**Aim**
Give again only the lines from the line that holds "drop a point: the black arrow symbol on sign" to the end of the data, inclusive, omitting all pictures.

**Information provided**
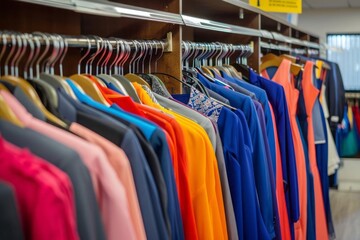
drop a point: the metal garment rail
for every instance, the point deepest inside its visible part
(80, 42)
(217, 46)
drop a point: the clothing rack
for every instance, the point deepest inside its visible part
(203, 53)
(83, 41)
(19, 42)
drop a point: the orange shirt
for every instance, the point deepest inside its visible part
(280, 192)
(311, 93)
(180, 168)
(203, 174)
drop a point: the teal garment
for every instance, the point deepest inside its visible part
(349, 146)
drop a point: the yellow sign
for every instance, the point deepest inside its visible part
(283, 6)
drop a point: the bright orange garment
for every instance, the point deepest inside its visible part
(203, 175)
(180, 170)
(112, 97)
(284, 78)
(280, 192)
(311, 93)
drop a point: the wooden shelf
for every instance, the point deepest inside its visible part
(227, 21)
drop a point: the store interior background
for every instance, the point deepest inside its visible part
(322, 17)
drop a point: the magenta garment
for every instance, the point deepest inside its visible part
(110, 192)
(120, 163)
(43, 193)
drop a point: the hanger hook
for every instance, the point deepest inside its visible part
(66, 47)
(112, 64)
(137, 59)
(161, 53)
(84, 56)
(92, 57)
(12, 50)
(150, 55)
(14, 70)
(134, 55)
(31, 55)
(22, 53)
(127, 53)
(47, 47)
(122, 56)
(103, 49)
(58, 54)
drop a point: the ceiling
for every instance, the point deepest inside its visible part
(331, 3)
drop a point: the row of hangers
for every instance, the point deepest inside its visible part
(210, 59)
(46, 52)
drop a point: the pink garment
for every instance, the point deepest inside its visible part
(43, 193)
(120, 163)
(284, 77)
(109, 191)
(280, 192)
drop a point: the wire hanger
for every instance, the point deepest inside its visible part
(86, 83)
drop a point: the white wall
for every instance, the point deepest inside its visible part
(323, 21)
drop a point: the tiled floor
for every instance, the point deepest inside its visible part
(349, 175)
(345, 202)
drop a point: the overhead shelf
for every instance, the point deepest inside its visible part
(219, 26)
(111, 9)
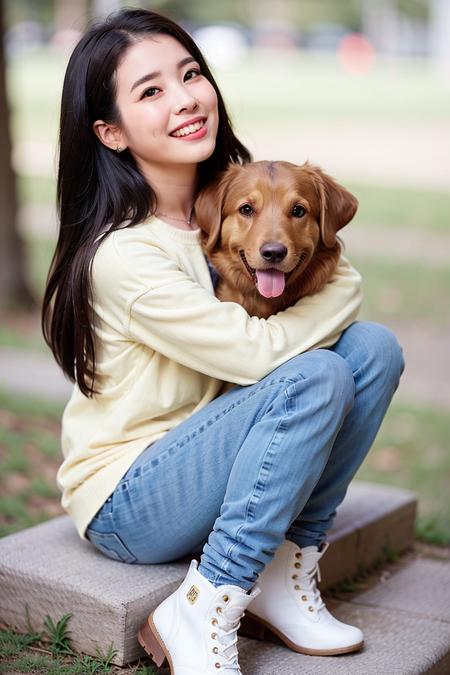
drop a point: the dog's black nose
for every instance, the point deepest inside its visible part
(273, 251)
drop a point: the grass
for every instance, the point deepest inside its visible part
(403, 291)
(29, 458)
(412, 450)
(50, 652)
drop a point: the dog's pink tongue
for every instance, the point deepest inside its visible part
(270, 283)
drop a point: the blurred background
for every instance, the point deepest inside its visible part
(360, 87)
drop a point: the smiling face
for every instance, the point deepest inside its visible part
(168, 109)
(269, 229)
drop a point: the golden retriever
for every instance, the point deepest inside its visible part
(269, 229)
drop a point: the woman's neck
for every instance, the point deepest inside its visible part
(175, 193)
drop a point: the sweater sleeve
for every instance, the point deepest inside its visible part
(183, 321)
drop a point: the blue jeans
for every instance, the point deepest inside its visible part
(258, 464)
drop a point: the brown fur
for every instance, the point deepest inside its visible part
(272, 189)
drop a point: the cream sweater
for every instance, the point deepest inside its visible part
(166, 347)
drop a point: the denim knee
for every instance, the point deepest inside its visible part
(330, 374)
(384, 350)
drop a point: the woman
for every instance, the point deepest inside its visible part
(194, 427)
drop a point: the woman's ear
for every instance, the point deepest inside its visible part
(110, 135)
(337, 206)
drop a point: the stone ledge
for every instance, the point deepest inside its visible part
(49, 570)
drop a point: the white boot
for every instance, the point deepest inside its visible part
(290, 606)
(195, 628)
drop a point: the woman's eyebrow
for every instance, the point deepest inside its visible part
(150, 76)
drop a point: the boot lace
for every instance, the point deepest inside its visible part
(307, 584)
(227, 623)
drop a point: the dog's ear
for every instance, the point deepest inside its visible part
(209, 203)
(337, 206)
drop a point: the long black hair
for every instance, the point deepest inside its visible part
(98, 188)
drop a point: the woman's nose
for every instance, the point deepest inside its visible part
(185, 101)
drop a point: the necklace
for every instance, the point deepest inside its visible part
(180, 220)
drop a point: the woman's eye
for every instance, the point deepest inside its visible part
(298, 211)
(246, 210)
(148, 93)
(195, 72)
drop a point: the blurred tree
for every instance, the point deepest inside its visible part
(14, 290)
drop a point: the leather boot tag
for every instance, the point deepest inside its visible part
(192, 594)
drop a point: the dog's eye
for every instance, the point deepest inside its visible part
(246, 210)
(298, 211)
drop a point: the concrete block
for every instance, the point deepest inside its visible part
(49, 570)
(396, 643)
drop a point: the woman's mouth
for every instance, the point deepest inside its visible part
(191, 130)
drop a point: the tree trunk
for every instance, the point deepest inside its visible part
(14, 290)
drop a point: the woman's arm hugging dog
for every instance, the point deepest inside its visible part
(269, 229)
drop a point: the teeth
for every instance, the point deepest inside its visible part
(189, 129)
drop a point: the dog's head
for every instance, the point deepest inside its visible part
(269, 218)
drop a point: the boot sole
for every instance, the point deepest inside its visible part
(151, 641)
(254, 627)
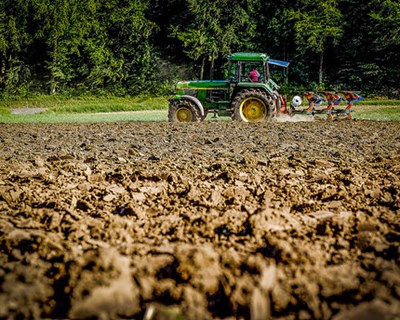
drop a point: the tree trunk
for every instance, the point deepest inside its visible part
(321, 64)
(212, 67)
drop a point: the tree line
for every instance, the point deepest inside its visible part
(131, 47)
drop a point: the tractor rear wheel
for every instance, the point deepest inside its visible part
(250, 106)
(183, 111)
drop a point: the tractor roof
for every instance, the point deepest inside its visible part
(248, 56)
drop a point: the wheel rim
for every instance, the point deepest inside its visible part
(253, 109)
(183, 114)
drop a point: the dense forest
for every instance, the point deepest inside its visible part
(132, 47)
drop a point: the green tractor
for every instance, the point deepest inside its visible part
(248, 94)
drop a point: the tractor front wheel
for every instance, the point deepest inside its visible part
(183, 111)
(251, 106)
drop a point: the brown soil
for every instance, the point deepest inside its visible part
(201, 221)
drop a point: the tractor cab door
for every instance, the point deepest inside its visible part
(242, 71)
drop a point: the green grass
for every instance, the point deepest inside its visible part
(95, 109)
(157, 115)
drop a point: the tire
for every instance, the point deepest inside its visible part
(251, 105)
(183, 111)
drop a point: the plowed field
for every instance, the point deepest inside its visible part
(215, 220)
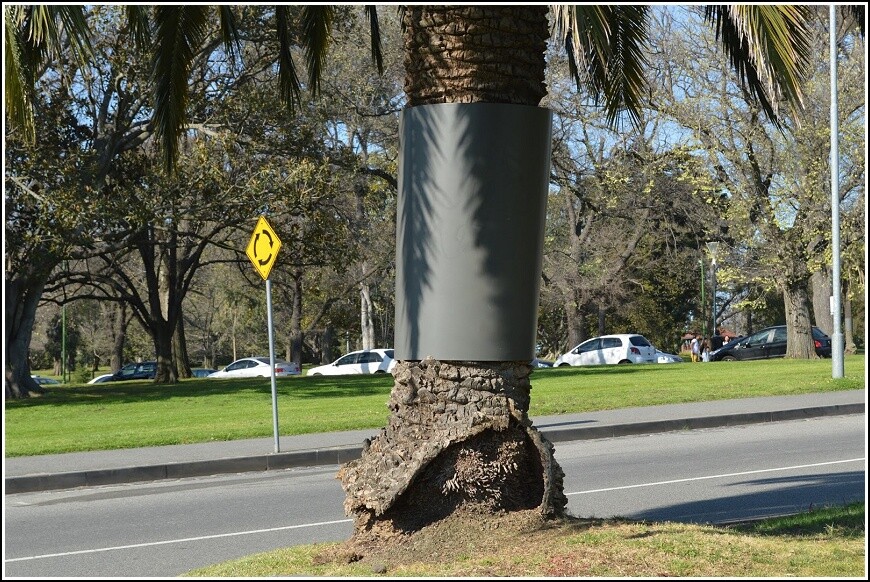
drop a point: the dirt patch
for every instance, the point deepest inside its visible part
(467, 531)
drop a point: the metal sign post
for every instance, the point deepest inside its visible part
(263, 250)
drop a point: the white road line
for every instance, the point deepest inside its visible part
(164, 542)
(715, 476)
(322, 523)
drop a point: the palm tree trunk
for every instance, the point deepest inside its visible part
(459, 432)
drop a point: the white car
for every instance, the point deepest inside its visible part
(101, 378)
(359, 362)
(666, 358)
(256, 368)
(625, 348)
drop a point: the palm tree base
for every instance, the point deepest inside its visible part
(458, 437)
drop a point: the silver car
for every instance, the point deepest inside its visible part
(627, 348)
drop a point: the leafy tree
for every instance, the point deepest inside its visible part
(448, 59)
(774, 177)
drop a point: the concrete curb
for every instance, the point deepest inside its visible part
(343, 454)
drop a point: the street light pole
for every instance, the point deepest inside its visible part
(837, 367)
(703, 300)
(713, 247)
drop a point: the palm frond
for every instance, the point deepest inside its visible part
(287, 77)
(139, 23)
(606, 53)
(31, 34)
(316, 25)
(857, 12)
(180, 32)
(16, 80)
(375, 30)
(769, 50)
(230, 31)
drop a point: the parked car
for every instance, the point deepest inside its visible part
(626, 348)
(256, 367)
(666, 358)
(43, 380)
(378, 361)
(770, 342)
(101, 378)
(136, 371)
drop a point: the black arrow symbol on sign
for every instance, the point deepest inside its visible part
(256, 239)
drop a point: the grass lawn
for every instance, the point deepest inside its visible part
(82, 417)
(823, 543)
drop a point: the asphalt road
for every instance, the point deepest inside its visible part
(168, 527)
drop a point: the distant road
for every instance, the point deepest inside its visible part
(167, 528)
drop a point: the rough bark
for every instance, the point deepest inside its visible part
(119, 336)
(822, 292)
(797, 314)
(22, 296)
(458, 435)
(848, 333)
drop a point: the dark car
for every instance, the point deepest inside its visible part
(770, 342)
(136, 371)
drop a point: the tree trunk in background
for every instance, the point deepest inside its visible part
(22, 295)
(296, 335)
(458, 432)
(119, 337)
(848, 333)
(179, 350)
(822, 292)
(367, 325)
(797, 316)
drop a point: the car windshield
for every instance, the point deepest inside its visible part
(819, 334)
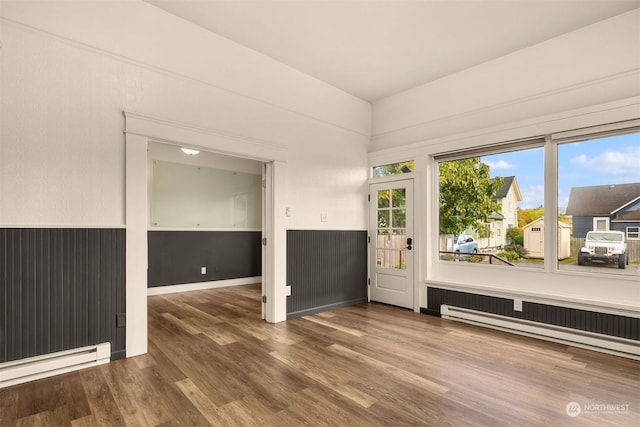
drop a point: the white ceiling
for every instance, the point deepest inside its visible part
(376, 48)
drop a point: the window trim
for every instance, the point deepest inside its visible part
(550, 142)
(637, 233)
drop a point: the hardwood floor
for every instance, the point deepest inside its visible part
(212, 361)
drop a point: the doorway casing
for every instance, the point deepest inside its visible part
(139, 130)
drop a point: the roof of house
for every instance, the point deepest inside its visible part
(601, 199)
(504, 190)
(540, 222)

**Full response**
drop a point: the black arrow symbol on sign
for every instance, the point deepest inside its visible part
(256, 239)
drop a point: the grass lawn
for every instance, the point deepest inside its visible part
(82, 417)
(823, 543)
drop a point: the asphalt road
for every instance, the point deepest inside its visible part
(168, 527)
drop a point: the distant road
for every instance, the point deepest inside its visible part
(167, 528)
drop a point: the rough bark
for every instance, the point deepest inside its visible part
(119, 336)
(822, 292)
(797, 314)
(22, 296)
(458, 435)
(848, 333)
drop a point: the dark car
for every instance, the point deepest inside its visible part
(770, 342)
(136, 371)
drop a point: the tree trunk in background
for every instance, the point deepest inside its visible part
(22, 295)
(296, 335)
(458, 432)
(119, 337)
(848, 333)
(179, 350)
(822, 292)
(367, 325)
(797, 316)
drop a point: the car windshield
for every instance, the point deepest inside its visible part
(819, 334)
drop a point: the white ceiling
for every instance, the point deepest inside its visible part
(376, 48)
drop a point: the window trim
for every instance, the point deepest inside its visible part
(550, 142)
(637, 233)
drop a point: the hardwood floor
for every instance, the point deepest inside its visible part
(212, 361)
drop a point: the doorway casing
for every instance, the point deepest inside its visible part
(139, 130)
drop a point: the roof of house
for every instance, the point deepest inside its visible part
(601, 199)
(504, 190)
(540, 222)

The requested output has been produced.